• _Available data_
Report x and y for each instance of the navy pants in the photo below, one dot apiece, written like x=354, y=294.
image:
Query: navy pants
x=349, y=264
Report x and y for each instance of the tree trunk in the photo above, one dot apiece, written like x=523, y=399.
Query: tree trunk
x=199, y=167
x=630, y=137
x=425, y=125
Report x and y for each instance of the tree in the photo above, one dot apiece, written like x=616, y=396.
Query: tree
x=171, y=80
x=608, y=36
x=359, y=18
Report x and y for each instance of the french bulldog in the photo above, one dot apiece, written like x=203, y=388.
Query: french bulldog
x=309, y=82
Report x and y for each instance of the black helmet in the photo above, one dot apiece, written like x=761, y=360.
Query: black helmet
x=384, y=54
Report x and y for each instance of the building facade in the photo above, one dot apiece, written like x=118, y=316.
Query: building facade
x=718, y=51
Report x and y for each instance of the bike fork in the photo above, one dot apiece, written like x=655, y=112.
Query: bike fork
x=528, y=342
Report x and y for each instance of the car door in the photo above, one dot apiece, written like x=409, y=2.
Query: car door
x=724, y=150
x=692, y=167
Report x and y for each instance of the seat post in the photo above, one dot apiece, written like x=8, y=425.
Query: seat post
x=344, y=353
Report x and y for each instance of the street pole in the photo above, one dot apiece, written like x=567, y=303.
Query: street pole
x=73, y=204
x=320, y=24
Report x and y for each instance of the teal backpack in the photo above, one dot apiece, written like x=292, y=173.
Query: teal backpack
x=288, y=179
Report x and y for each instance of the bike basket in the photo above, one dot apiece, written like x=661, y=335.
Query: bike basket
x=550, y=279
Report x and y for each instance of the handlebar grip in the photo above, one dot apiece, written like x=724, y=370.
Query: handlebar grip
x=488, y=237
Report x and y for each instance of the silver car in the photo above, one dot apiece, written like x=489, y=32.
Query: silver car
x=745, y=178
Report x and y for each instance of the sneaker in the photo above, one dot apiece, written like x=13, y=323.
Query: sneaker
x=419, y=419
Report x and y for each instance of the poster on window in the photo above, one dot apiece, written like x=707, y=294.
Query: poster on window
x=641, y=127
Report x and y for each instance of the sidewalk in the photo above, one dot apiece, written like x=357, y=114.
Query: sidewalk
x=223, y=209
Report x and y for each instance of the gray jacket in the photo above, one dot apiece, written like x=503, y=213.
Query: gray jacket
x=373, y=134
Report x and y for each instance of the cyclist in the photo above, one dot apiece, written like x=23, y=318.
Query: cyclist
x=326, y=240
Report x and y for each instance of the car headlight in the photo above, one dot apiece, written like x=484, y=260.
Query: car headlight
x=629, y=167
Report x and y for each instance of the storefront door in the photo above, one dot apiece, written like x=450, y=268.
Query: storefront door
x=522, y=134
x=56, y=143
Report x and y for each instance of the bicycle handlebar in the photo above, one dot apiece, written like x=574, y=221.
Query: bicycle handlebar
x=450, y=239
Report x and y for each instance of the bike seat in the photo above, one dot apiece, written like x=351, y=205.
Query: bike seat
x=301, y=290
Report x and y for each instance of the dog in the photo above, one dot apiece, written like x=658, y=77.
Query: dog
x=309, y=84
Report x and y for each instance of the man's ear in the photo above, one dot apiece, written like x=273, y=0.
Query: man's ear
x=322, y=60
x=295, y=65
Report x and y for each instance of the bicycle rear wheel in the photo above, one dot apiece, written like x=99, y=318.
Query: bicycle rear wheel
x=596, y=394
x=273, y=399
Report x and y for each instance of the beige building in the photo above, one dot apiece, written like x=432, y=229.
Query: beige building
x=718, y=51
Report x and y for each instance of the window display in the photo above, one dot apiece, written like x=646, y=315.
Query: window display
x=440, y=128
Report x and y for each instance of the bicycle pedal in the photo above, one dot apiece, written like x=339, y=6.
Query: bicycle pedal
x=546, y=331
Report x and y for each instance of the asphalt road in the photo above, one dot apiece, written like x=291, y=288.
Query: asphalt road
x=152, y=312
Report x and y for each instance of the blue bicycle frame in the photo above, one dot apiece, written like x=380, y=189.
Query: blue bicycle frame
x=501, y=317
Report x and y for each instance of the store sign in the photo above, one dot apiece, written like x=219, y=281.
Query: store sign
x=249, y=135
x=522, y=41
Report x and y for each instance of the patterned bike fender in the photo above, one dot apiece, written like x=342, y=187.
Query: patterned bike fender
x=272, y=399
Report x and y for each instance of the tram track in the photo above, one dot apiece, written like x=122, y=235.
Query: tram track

• _Exercise requirements_
Format all the records above as a Markdown table with two columns, n and Line, giving each nonblank line its own numbered row and skipping blank lines.

• _Solution to this exercise_
| n | Line |
|---|---|
| 1 | Report x and y for each instance of the navy pants in the photo below, one dot apiece, written like x=354, y=294. |
| 2 | image: |
| 3 | Query: navy pants |
| 4 | x=349, y=264 |
| 5 | Report x and y for each instance of the tree trunk in the photo above, one dot apiece, written like x=523, y=399. |
| 6 | Query: tree trunk |
| 7 | x=199, y=167 |
| 8 | x=630, y=137 |
| 9 | x=425, y=125 |
| 10 | Report x and y for each instance of the tree in the photo above, one dot apiece, written like x=616, y=396. |
| 11 | Query: tree |
| 12 | x=171, y=80 |
| 13 | x=608, y=36 |
| 14 | x=359, y=18 |
| 15 | Report x and y for each instance of the french bulldog in the photo above, one dot apiece, written like x=203, y=388. |
| 16 | Query: french bulldog |
| 17 | x=309, y=82 |
| 18 | Report x and y for each instance of the black helmet in the photo above, one dot apiece, written like x=761, y=360. |
| 19 | Query: black helmet |
| 20 | x=384, y=54 |
| 21 | Report x and y for each instance of the building facade in the photo above, one dot apiece, written like x=118, y=316. |
| 22 | Query: building facade |
| 23 | x=718, y=51 |
| 24 | Report x and y for each instance of the bike fork in the photo above, one dot apiece, written like x=655, y=112. |
| 25 | Query: bike fork |
| 26 | x=528, y=342 |
| 27 | Report x and y for each instance of the car door in the photo above, one dot apiece, written like x=409, y=2. |
| 28 | Query: car door |
| 29 | x=724, y=150 |
| 30 | x=692, y=167 |
| 31 | Report x and y for each instance of the seat post in the photo above, one dot apiece, written like x=8, y=425. |
| 32 | Query: seat post |
| 33 | x=344, y=353 |
| 34 | Report x and y for each instance of the street pole in the photo above, one dot apiece, written like x=567, y=303. |
| 35 | Query: street pole |
| 36 | x=73, y=204 |
| 37 | x=320, y=24 |
| 38 | Report x and y for each instance of the teal backpack in the photo above, one dot apiece, written like x=292, y=173. |
| 39 | Query: teal backpack |
| 40 | x=288, y=179 |
| 41 | Report x and y for each instance of the bike basket in the photo above, one dot apiece, written like x=661, y=335. |
| 42 | Query: bike basket |
| 43 | x=550, y=279 |
| 44 | Report x and y for each instance of the handlebar grip in the photo above, one dot apiece, written like x=724, y=370. |
| 45 | Query: handlebar grip |
| 46 | x=488, y=237 |
| 47 | Report x and y for each instance of the silver car in the photo above, one dot apiece, written like x=489, y=32. |
| 48 | Query: silver car |
| 49 | x=745, y=178 |
| 50 | Report x and y for each instance of the sneaker in the photo above, one dot apiece, written like x=13, y=323. |
| 51 | Query: sneaker |
| 52 | x=419, y=419 |
| 53 | Report x and y for each instance of the poster on window in the photo above, one dot apiece, written like x=707, y=294. |
| 54 | Query: poster on window |
| 55 | x=641, y=127 |
| 56 | Report x and y for each instance of the sidewalk in the photo above, one dot apiece, written like x=357, y=114. |
| 57 | Query: sidewalk |
| 58 | x=223, y=209 |
| 59 | Report x and y for each instance of the gray jacket in the photo above, one dot apiece, written like x=503, y=213. |
| 60 | Query: gray jacket |
| 61 | x=373, y=134 |
| 62 | Report x and y for each instance of the cyclist in the photo above, one dot apiece, written like x=23, y=318. |
| 63 | Query: cyclist |
| 64 | x=326, y=240 |
| 65 | Report x and y for each instance of the car headlight in the photo above, one dot apiece, written like x=484, y=260. |
| 66 | Query: car headlight |
| 67 | x=629, y=167 |
| 68 | Report x and y for each instance of the storefront door in the photo above, one dot apiece, written like x=450, y=268. |
| 69 | Query: storefront door |
| 70 | x=522, y=134 |
| 71 | x=56, y=143 |
| 72 | Report x and y for each instance of the bicycle handlebar in the photo above, one dot apiece, written like x=574, y=221. |
| 73 | Query: bicycle handlebar |
| 74 | x=450, y=239 |
| 75 | Report x and y for each instance of the bike seat in the photo above, one dot apiece, written like x=351, y=205. |
| 76 | Query: bike seat |
| 77 | x=301, y=290 |
| 78 | Report x and y for each instance of the dog in the photo above, one dot apiece, written like x=658, y=77. |
| 79 | Query: dog |
| 80 | x=309, y=84 |
| 81 | Report x and y for each instance of the man's ear in the photo above, one dot apiece, written like x=273, y=0. |
| 82 | Query: man's ear |
| 83 | x=322, y=60 |
| 84 | x=295, y=65 |
| 85 | Report x and y for each instance of the bicycle rear wheel in the photo above, one dot apiece, written like x=99, y=318. |
| 86 | Query: bicycle rear wheel |
| 87 | x=596, y=394 |
| 88 | x=273, y=399 |
| 89 | Report x and y for each instance of the beige building in the photo above, one dot apiece, written like x=432, y=229. |
| 90 | Query: beige building |
| 91 | x=718, y=51 |
| 92 | Report x and y for each instance of the window display in the photo above, one dot apiece, written like x=646, y=315. |
| 93 | Query: window display |
| 94 | x=440, y=128 |
| 95 | Report x and y for each instance of the bicycle pedal in the photo above, one dot apiece, written like x=339, y=6. |
| 96 | Query: bicycle pedal |
| 97 | x=546, y=331 |
| 98 | Report x and y for each instance of the asphalt road in the photo above, one dot apiece, written like x=291, y=288. |
| 99 | Query: asphalt road |
| 100 | x=152, y=312 |
| 101 | Report x and y for each instance of the blue bicycle frame in the photo above, one dot apiece, written like x=380, y=189. |
| 102 | Query: blue bicycle frame |
| 103 | x=501, y=317 |
| 104 | Report x and y for each instance of the store sign in the photo above, one dot apiece, written like x=219, y=281. |
| 105 | Query: store sign |
| 106 | x=249, y=135 |
| 107 | x=522, y=41 |
| 108 | Report x and y for each instance of the patterned bike fender in the photo above, one dot apiece, written like x=342, y=187. |
| 109 | Query: patterned bike fender |
| 110 | x=272, y=399 |
| 111 | Report x and y for each instance of the tram track in the photo above, one dot apiece, written like x=122, y=235. |
| 112 | Query: tram track |